───── Dataset records ─────

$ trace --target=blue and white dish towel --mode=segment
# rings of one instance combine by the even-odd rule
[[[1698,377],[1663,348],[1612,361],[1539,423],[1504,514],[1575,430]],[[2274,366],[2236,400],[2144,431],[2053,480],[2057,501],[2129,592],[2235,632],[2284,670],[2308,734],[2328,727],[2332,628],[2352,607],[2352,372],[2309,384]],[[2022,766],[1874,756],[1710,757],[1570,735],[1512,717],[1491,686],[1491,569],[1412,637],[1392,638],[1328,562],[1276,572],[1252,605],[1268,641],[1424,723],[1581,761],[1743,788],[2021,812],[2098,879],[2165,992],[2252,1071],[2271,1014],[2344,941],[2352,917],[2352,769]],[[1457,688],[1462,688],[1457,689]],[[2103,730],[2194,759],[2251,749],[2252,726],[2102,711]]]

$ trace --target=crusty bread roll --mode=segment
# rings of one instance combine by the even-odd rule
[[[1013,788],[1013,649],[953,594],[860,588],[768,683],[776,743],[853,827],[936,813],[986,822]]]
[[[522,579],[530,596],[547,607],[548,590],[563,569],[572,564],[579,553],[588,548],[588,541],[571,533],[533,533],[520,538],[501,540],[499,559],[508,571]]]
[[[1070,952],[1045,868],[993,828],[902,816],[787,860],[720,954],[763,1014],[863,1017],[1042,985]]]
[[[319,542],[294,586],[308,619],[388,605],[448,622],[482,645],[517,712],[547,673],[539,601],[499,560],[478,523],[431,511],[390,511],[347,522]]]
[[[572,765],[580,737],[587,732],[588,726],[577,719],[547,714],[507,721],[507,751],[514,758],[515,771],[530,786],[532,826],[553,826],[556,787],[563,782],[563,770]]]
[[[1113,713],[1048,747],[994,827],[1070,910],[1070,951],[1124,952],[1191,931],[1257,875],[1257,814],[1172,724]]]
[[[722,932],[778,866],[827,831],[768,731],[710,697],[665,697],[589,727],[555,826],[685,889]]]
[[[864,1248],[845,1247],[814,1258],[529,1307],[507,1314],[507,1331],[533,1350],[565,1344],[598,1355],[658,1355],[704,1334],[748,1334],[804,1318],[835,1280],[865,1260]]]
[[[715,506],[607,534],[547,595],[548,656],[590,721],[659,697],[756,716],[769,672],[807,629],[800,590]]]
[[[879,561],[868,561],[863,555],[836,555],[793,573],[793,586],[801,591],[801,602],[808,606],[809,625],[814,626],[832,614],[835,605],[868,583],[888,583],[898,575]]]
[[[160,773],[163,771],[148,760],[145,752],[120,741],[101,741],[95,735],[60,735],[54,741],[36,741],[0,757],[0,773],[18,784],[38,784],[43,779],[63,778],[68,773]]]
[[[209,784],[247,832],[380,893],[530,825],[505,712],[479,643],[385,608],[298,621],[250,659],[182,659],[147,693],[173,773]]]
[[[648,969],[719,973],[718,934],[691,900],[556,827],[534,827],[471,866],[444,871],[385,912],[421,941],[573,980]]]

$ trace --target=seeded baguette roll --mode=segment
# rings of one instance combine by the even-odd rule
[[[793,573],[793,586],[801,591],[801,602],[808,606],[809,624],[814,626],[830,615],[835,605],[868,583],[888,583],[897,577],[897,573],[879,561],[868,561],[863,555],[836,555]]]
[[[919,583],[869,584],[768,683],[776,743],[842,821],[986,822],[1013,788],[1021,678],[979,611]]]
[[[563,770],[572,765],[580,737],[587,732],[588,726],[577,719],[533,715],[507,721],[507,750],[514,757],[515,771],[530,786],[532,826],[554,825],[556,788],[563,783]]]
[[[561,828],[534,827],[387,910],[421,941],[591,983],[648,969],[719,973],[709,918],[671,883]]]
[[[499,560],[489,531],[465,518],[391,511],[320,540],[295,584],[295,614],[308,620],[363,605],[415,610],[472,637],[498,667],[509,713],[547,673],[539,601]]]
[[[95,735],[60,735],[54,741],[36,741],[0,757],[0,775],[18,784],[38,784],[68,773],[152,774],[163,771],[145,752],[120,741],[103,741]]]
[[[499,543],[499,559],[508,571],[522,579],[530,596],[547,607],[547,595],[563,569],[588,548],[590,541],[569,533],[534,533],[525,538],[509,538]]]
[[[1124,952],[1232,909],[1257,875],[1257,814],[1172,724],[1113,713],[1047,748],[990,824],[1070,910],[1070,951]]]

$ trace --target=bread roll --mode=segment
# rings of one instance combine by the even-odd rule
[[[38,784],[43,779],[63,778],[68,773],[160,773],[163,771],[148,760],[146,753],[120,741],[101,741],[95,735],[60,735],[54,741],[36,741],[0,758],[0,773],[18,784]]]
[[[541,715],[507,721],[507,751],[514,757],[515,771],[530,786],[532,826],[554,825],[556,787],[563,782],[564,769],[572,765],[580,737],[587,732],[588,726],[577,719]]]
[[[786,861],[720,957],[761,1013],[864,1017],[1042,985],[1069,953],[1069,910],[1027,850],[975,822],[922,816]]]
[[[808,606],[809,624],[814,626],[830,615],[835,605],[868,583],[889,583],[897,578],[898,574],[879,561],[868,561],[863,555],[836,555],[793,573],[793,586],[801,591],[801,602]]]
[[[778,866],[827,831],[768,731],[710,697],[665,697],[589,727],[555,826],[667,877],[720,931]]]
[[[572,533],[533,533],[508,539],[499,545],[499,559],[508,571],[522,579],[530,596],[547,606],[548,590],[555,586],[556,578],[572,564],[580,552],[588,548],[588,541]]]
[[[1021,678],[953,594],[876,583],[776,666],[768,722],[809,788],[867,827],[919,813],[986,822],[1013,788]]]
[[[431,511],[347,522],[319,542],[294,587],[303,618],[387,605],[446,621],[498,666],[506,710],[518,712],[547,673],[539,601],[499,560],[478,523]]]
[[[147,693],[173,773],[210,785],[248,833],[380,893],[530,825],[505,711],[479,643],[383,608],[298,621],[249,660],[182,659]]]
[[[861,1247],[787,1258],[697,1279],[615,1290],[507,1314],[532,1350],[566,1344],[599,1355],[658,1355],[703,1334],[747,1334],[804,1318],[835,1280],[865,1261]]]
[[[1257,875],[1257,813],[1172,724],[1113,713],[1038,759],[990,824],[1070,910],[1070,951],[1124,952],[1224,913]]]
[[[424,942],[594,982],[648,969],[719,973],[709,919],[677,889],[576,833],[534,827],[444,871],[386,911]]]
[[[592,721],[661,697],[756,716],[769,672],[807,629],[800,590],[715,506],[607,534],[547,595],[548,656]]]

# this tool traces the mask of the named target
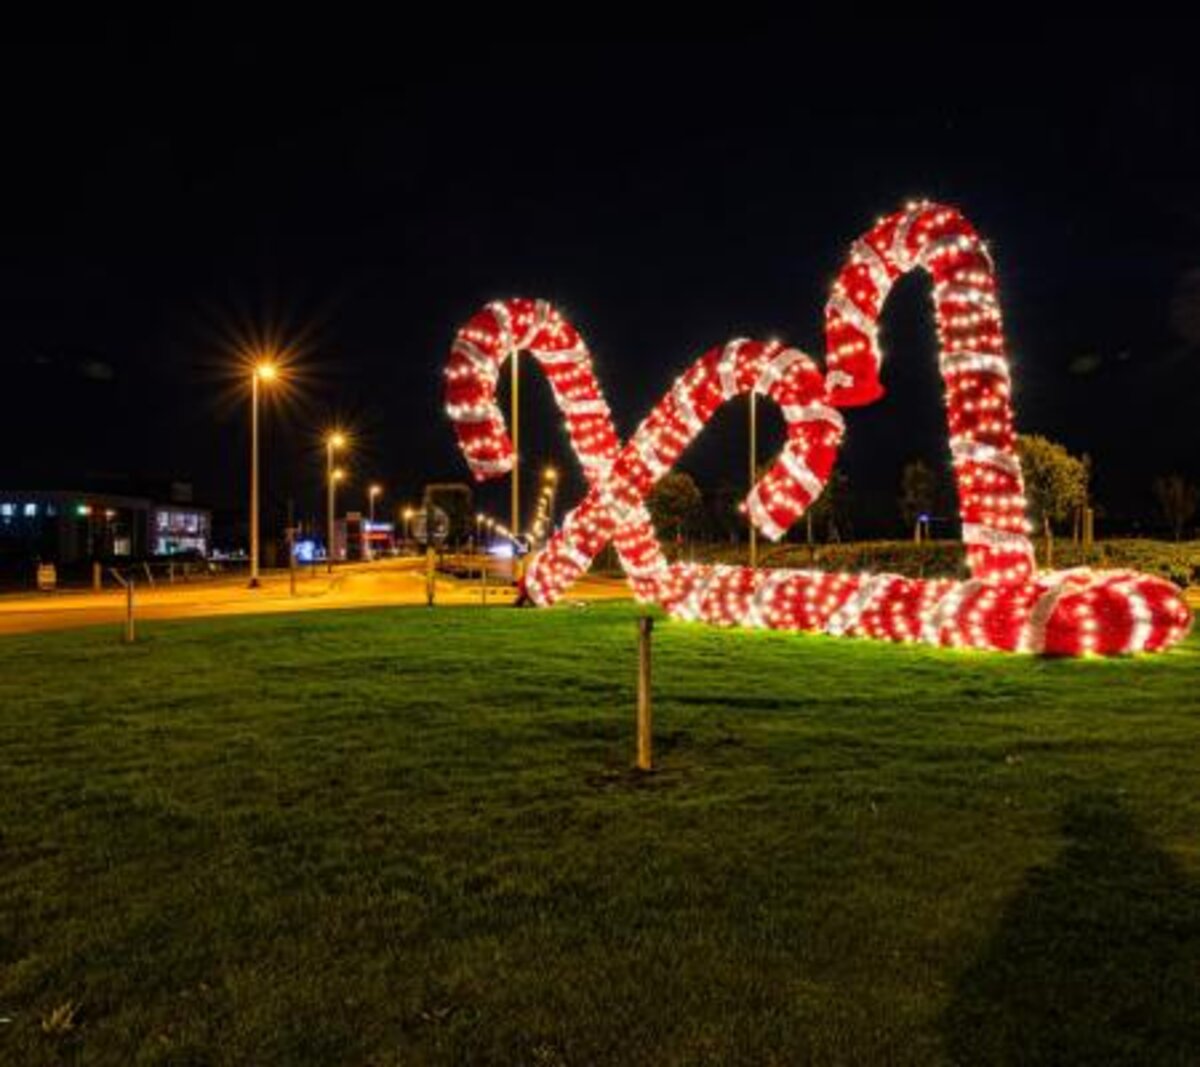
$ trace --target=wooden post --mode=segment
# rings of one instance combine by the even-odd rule
[[[425,545],[425,606],[430,608],[433,607],[434,594],[437,592],[435,574],[436,566],[433,554],[433,542],[429,541]]]
[[[1090,507],[1083,509],[1083,550],[1091,552],[1096,544],[1096,512]]]
[[[100,561],[95,560],[92,563],[92,588],[98,593],[100,586],[104,582],[104,568],[100,566]]]
[[[637,684],[637,768],[654,769],[652,721],[650,708],[650,634],[654,620],[643,615],[638,627],[638,684]]]
[[[291,497],[288,497],[288,528],[287,528],[287,554],[288,554],[288,588],[291,595],[296,595],[296,505]]]
[[[133,575],[129,576],[129,581],[125,583],[125,637],[124,641],[127,645],[132,645],[136,640],[137,635],[134,632],[133,626]]]
[[[487,553],[484,552],[479,557],[479,597],[481,603],[487,605]]]

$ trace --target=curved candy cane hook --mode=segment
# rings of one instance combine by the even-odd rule
[[[635,593],[655,599],[668,573],[645,498],[725,401],[756,390],[782,409],[787,441],[746,499],[751,520],[778,539],[824,488],[842,418],[824,403],[820,371],[777,342],[732,341],[711,349],[681,377],[624,448],[575,328],[544,301],[489,304],[459,331],[446,369],[446,411],[478,479],[512,469],[512,442],[496,404],[500,367],[528,351],[546,372],[567,420],[589,491],[531,561],[526,591],[557,600],[613,541]]]
[[[879,316],[895,281],[917,269],[933,280],[938,363],[971,574],[1002,581],[1028,578],[1034,570],[1033,546],[996,271],[960,212],[925,201],[909,204],[850,246],[825,305],[829,402],[858,407],[883,395]]]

─────

Brief: Look above for the line containing "--target=wooden post --mode=segment". Output from there through the line containing "cane hook --mode=segment", exactly and inclusively.

Your response:
$ trace --target=wooden post --mode=segment
# rings of one instance combine by the even-odd rule
[[[425,545],[425,606],[430,608],[433,607],[434,594],[437,592],[435,574],[436,566],[433,554],[433,542],[429,541]]]
[[[1090,507],[1083,509],[1083,550],[1091,552],[1096,544],[1096,512]]]
[[[100,561],[95,560],[92,563],[92,588],[98,593],[100,586],[104,582],[104,568],[100,566]]]
[[[637,684],[637,768],[654,769],[652,721],[650,708],[650,634],[654,620],[643,615],[638,627],[638,684]]]
[[[291,497],[288,497],[288,528],[287,528],[287,554],[288,554],[288,588],[291,595],[296,595],[296,505]]]
[[[133,575],[129,576],[129,581],[125,583],[125,637],[124,641],[127,645],[132,645],[136,640],[137,635],[134,632],[133,626]]]
[[[487,553],[484,552],[479,557],[479,597],[481,603],[487,605]]]

$ trace --target=curved candy cane hook --mode=segment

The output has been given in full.